**What to work on**
Below are records to repeat exactly. Omit the pictures from the copy.

▼

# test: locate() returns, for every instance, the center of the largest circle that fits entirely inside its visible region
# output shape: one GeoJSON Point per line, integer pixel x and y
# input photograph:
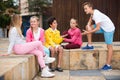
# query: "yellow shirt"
{"type": "Point", "coordinates": [52, 37]}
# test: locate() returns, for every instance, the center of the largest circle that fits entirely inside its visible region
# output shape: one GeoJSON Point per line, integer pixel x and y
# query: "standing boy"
{"type": "Point", "coordinates": [104, 25]}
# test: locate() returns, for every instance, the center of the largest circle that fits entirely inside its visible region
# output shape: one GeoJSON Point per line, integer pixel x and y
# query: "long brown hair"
{"type": "Point", "coordinates": [15, 22]}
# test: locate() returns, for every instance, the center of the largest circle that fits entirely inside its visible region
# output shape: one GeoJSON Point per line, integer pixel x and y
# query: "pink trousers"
{"type": "Point", "coordinates": [35, 48]}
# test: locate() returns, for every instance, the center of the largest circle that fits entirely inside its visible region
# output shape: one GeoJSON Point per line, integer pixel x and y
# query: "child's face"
{"type": "Point", "coordinates": [54, 24]}
{"type": "Point", "coordinates": [87, 9]}
{"type": "Point", "coordinates": [34, 22]}
{"type": "Point", "coordinates": [73, 23]}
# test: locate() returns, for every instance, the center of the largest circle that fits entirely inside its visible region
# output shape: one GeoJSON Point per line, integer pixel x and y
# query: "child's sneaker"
{"type": "Point", "coordinates": [49, 59]}
{"type": "Point", "coordinates": [106, 67]}
{"type": "Point", "coordinates": [46, 74]}
{"type": "Point", "coordinates": [88, 47]}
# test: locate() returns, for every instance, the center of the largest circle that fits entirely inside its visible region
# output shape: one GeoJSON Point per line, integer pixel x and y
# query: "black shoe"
{"type": "Point", "coordinates": [59, 69]}
{"type": "Point", "coordinates": [52, 69]}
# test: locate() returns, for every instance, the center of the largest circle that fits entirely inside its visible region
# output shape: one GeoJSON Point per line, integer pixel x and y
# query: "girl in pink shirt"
{"type": "Point", "coordinates": [75, 40]}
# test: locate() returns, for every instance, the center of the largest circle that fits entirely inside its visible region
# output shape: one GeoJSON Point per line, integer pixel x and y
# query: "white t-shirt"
{"type": "Point", "coordinates": [37, 35]}
{"type": "Point", "coordinates": [105, 23]}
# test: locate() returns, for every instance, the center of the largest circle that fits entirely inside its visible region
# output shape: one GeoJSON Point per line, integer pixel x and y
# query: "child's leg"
{"type": "Point", "coordinates": [39, 55]}
{"type": "Point", "coordinates": [52, 51]}
{"type": "Point", "coordinates": [46, 50]}
{"type": "Point", "coordinates": [60, 54]}
{"type": "Point", "coordinates": [108, 40]}
{"type": "Point", "coordinates": [71, 46]}
{"type": "Point", "coordinates": [109, 55]}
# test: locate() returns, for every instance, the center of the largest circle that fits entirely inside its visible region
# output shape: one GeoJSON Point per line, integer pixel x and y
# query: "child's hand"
{"type": "Point", "coordinates": [85, 32]}
{"type": "Point", "coordinates": [64, 35]}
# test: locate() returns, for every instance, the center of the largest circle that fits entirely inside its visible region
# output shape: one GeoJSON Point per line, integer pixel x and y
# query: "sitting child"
{"type": "Point", "coordinates": [73, 36]}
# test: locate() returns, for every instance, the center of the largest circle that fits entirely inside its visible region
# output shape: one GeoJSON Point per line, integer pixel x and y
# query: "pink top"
{"type": "Point", "coordinates": [75, 36]}
{"type": "Point", "coordinates": [30, 36]}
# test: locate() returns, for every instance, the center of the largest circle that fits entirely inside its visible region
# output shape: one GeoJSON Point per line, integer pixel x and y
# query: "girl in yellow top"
{"type": "Point", "coordinates": [52, 41]}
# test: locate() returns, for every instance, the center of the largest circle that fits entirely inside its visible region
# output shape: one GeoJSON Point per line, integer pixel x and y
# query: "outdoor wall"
{"type": "Point", "coordinates": [64, 10]}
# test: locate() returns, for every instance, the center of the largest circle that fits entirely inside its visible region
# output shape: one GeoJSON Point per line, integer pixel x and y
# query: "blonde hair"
{"type": "Point", "coordinates": [33, 17]}
{"type": "Point", "coordinates": [15, 22]}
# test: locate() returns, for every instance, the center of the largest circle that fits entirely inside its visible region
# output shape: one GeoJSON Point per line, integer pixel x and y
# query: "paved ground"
{"type": "Point", "coordinates": [74, 75]}
{"type": "Point", "coordinates": [84, 75]}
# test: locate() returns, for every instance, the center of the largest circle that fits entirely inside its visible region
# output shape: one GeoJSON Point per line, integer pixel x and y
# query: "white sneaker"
{"type": "Point", "coordinates": [48, 59]}
{"type": "Point", "coordinates": [47, 68]}
{"type": "Point", "coordinates": [46, 74]}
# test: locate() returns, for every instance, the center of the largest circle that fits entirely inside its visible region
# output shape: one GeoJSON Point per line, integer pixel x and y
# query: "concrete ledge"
{"type": "Point", "coordinates": [77, 59]}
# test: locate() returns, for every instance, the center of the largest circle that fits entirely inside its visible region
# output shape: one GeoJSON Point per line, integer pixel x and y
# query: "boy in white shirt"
{"type": "Point", "coordinates": [104, 25]}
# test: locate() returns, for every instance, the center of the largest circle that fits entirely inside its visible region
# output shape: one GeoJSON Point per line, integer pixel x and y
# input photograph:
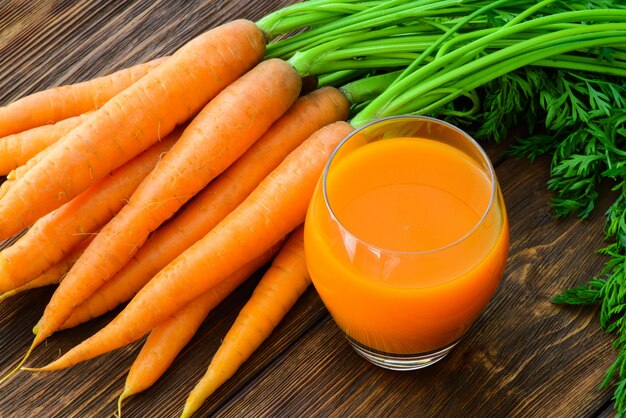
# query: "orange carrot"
{"type": "Point", "coordinates": [19, 172]}
{"type": "Point", "coordinates": [54, 274]}
{"type": "Point", "coordinates": [275, 207]}
{"type": "Point", "coordinates": [275, 294]}
{"type": "Point", "coordinates": [56, 104]}
{"type": "Point", "coordinates": [18, 148]}
{"type": "Point", "coordinates": [132, 121]}
{"type": "Point", "coordinates": [217, 200]}
{"type": "Point", "coordinates": [220, 134]}
{"type": "Point", "coordinates": [168, 339]}
{"type": "Point", "coordinates": [54, 235]}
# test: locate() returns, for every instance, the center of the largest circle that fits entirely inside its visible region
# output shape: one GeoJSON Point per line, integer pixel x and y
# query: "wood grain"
{"type": "Point", "coordinates": [524, 357]}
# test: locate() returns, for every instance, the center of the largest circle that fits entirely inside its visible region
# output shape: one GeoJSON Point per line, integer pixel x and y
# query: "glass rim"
{"type": "Point", "coordinates": [492, 177]}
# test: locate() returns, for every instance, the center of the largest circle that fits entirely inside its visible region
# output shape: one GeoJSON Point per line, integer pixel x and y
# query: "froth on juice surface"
{"type": "Point", "coordinates": [411, 245]}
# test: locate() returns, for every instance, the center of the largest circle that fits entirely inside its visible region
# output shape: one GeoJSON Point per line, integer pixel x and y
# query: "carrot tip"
{"type": "Point", "coordinates": [125, 394]}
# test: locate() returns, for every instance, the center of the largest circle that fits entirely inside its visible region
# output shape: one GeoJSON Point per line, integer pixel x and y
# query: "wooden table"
{"type": "Point", "coordinates": [524, 357]}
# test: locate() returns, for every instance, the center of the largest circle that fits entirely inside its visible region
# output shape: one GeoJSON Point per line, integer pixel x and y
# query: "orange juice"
{"type": "Point", "coordinates": [406, 243]}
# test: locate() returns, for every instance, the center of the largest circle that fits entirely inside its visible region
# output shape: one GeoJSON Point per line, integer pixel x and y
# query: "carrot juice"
{"type": "Point", "coordinates": [406, 240]}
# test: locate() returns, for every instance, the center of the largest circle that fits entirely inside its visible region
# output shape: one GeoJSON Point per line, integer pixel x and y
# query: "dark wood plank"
{"type": "Point", "coordinates": [524, 357]}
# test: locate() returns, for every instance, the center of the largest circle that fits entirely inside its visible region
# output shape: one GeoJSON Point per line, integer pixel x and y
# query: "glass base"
{"type": "Point", "coordinates": [400, 361]}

▲

**Result for this exercise**
# test: locate() returns, for every instance, the center of the largest circle that fits entirely inside its visible region
# output shape: one GeoJSON Point per line, integer pixel x and y
# input photograph:
# query: "yellow shirt"
{"type": "Point", "coordinates": [52, 37]}
# test: locate() returns, for every instance, the center of the largest circle that fits entirely inside its visible region
# output shape: one GeoJSON Point per line, integer pixel x and y
# query: "standing boy"
{"type": "Point", "coordinates": [104, 25]}
# test: locate() returns, for every instance, the center of the largest circle that fits entirely inside its visible region
# output shape: one GeoJSON Point per line, integer pixel x and y
# query: "long brown hair"
{"type": "Point", "coordinates": [15, 22]}
# test: locate() returns, for every instance, the center of the largest circle that fits entirely inside its visible region
# output shape: one GeoJSON Point per line, integer pixel x and y
# query: "pink trousers"
{"type": "Point", "coordinates": [35, 48]}
# test: locate() returns, for every instance, the center of the largest circle that fits entirely inside its visible region
# output shape: one GeoJSON Point per line, integer pixel x and y
# query: "child's face"
{"type": "Point", "coordinates": [54, 24]}
{"type": "Point", "coordinates": [87, 9]}
{"type": "Point", "coordinates": [34, 22]}
{"type": "Point", "coordinates": [73, 23]}
# test: locate() returns, for every instance, the center of the largest circle that fits entirely inside its visible region
# output shape: one GeoJSON Point per line, integer pixel x and y
# query: "child's sneaker"
{"type": "Point", "coordinates": [49, 59]}
{"type": "Point", "coordinates": [106, 67]}
{"type": "Point", "coordinates": [46, 74]}
{"type": "Point", "coordinates": [88, 47]}
# test: locate() returns, for every instance, the center of the largest circle that fits entirely inside its visible region
# output shape: one GeoJSON Point per line, integer pixel x and y
# query: "black shoe"
{"type": "Point", "coordinates": [59, 69]}
{"type": "Point", "coordinates": [52, 69]}
# test: locate() returns, for every instance, the center of the largest circle that fits entirely inside its visible region
# output shape: one GeoJSON Point per line, integer pixel x and y
# query: "girl in pink shirt"
{"type": "Point", "coordinates": [75, 40]}
# test: locate() returns, for every instance, the center of the largest circle that fits entirely inside its visible region
# output shape: one GeoJSON Point per line, integer pixel x and y
# query: "white t-shirt"
{"type": "Point", "coordinates": [37, 35]}
{"type": "Point", "coordinates": [105, 23]}
# test: locate() returns, for every instance, the center of the largest circle that fits entirely inside its visible region
# output shape: one GeoJSON Point per line, integer pixel x and y
# query: "child's leg"
{"type": "Point", "coordinates": [39, 55]}
{"type": "Point", "coordinates": [52, 51]}
{"type": "Point", "coordinates": [46, 50]}
{"type": "Point", "coordinates": [60, 54]}
{"type": "Point", "coordinates": [108, 40]}
{"type": "Point", "coordinates": [71, 46]}
{"type": "Point", "coordinates": [109, 55]}
# test: locate() returns, for every instance, the center of the largest circle that fits entirely inside its visible region
# output shape: one GeoJSON Point per line, integer pixel x and y
# query: "child's hand"
{"type": "Point", "coordinates": [85, 32]}
{"type": "Point", "coordinates": [64, 35]}
# test: locate() returns, for every instance, the center of the largest circle that fits entirely inside its visible region
# output shape: one GeoJSON Point per line, integer pixel x and y
# query: "sitting child"
{"type": "Point", "coordinates": [73, 36]}
# test: locate() returns, for every instance, the center of the largest circle that fits entirely inside its visible region
# output shape: one GeoJSON Point per line, integer pixel x and y
# query: "pink top"
{"type": "Point", "coordinates": [75, 36]}
{"type": "Point", "coordinates": [30, 36]}
# test: locate() returns, for every instance, the center of the largest circle that fits entirely inside its visible region
# output shape: one GeoJSON Point per line, integer pixel x and y
# query: "girl in yellow top"
{"type": "Point", "coordinates": [52, 41]}
# test: locate() returns, for every instance, the center of the largest circle that fits entirely inside its visible region
# output shape: one GeoJSON Point per line, integer pixel x and y
# query: "outdoor wall"
{"type": "Point", "coordinates": [64, 10]}
# test: locate() returns, for every instance, the center of the largest circle that fits entirely inside its visible region
# output shape: one GeoJSON Point per line, integer pixel x and y
# query: "blonde hair"
{"type": "Point", "coordinates": [33, 17]}
{"type": "Point", "coordinates": [15, 22]}
# test: locate() returns, for every instance, the center of the largest circle that fits entirely inside its visible region
# output shape: one GeoJSON Point per line, integer pixel x and y
# query: "paved ground"
{"type": "Point", "coordinates": [74, 75]}
{"type": "Point", "coordinates": [84, 75]}
# test: locate() returns, for every instance, the center of the largest circle that fits entirely inside its visible region
# output shape: one GeoJSON Point per line, integer pixel x and y
# query: "white sneaker"
{"type": "Point", "coordinates": [48, 59]}
{"type": "Point", "coordinates": [47, 68]}
{"type": "Point", "coordinates": [46, 74]}
# test: locate() returns, for every instance, the center of the largest circle that fits entirely inside its visible region
# output shape: one GeoJSON Point per line, integer pixel x and y
# query: "concrete ledge"
{"type": "Point", "coordinates": [77, 59]}
# test: locate() returns, for every instance, the center of the largest circle that fits entirely inside its visible region
# output shape: one GeoJSON Point per line, integer pixel x and y
# query: "boy in white shirt"
{"type": "Point", "coordinates": [104, 25]}
# test: locate() returns, for every instance, the center of the largest circle that fits entirely inside its visible region
# output shape: one GeoJSON Point per line, integer pixel x and y
# input photograph:
# query: "orange carrot"
{"type": "Point", "coordinates": [19, 172]}
{"type": "Point", "coordinates": [54, 274]}
{"type": "Point", "coordinates": [275, 207]}
{"type": "Point", "coordinates": [275, 294]}
{"type": "Point", "coordinates": [56, 104]}
{"type": "Point", "coordinates": [18, 148]}
{"type": "Point", "coordinates": [132, 121]}
{"type": "Point", "coordinates": [217, 200]}
{"type": "Point", "coordinates": [220, 134]}
{"type": "Point", "coordinates": [168, 339]}
{"type": "Point", "coordinates": [54, 235]}
# test: locate() returns, for every instance, the center of the largest circle that fits entirely inside its visible region
# output shape: one GeoJSON Point per line, integer pixel x and y
# query: "wood grain"
{"type": "Point", "coordinates": [524, 357]}
# test: locate() returns, for every instance, the center of the largest circle that fits entirely inside its visible region
# output shape: one GeoJSON Point per line, integer pixel x and y
# query: "glass rim"
{"type": "Point", "coordinates": [492, 177]}
# test: locate() returns, for every instance, the center of the largest circle that fits entirely inside its visible region
# output shape: one GeoJSON Point per line, integer pixel x and y
# query: "froth on juice surface"
{"type": "Point", "coordinates": [411, 245]}
# test: locate() returns, for every instance, the center of the largest circle that fits entirely inside its visible region
# output shape: one GeoJSON Point per line, integer pixel x and y
# query: "carrot tip"
{"type": "Point", "coordinates": [125, 394]}
# test: locate() returns, for every instance, the center of the largest circle that fits entirely inside its visible region
# output shape: one GeoJSON Point per line, integer pixel x and y
# query: "wooden table"
{"type": "Point", "coordinates": [524, 357]}
# test: locate() returns, for every instance, the center of the largest circle that fits entirely inside its visible region
# output shape: one GeoJSON Point per line, integer pixel x and y
# query: "orange juice"
{"type": "Point", "coordinates": [406, 243]}
# test: locate() returns, for every instance, the center of the largest circle that fits entirely inside its visible region
# output shape: one GeoJSON Point per line, integer pixel x and y
# query: "carrot juice"
{"type": "Point", "coordinates": [406, 240]}
# test: locate() returns, for every instance, the center of the largest circle that fits entirely inside its visible region
# output shape: one GeoJSON Point per line, integer pixel x and y
# query: "dark wood plank"
{"type": "Point", "coordinates": [524, 357]}
# test: locate() returns, for every instance, the center of the largest circle that fits entirely inside its visible region
# output shape: one GeoJSON Point per line, integer pixel x and y
# query: "glass base"
{"type": "Point", "coordinates": [400, 361]}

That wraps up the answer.